> [Text excerpt]:
Sylvester Stallone Blames ‘Rocky’ for Him Losing Eyebrows for the Rest of His Life
In ’40 Years of Rocky: The Birth of a Classic’, the actor known for his portrayal of Rocky Balboa recalls all the tests make-up artist Mike Westmore did to create every little thing about his character.
AceShowbiz –Sylvester Stallone struggled to find the right look for his boxer character Rocky Balboa and lost his eyebrows in the process.
The movie icon has narrated a new documentary about the making of the classic 1976 film and in it he admits he and director John Avildsen went to extremes to create every little thing about the boxer character.
“Mike Westmore was the make-up artist and he would do all these tests which were great but I wound up not having any eyebrows left for the rest of my life,” Stallone explains in “40 Years of Rocky: The Birth of a Classic”. “One time he wanted Rocky to look very, very punchy and I thought, ‘Why don’t you glue my nose to the side of my face’, so they got this kind of colostomy bag of glue and it was so bad it looked like a cartoon; like I had run into a wall… We took things to kind of extremes.”
Stallone admits he had to fight for Rocky’s iconic hat: “That was a real bone of contention,” he adds. “No one wanted me to wear the hat. They wanted me to just be bareheaded.”

> [What this exercise asks]:
1. According to the article about Sylvester Stallone and the making of Rocky, which part of Rocky's look did Stallone have to fight for?
2. Pick up the article about Sylvester Stallone and the making of Rocky after its last sentence and keep it going.

> [Source material]:

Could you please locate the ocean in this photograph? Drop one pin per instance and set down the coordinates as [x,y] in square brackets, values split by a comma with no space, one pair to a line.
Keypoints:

> [Results in order]:
1. Rocky's iconic hat.

2.
“There was a store there (in Philadelphia) and I bought that hat for, like, three bucks and I was like, ‘I want to wear the hat.’ The producer goes, ‘You can’t wear the hat because Gene Hackman wore one in French Connection.’ I said, ‘So that’s the end of hats? Hats are banned?’ I said it kind of topped off the character and so we had him use the hat.”
“I had never seen a hat like it. It was, like, this cheap felt cardboard hat but it just worked perfectly and I think made a great impression on the character.”
Stallone also recalls Avildsen taking video footage between takes, which annoyed the actor at the time – but now those films have helped piece together the making of a classic in Derek Wayne Johnson’s film, which will be released digitally next month (June).
“He was always in the background and he would drive me crazy taking these eight millimetre films,” the “Rocky” star laughs. “At the time I thought, ‘What a waste of film’, but I’m glad he did it because here we are.”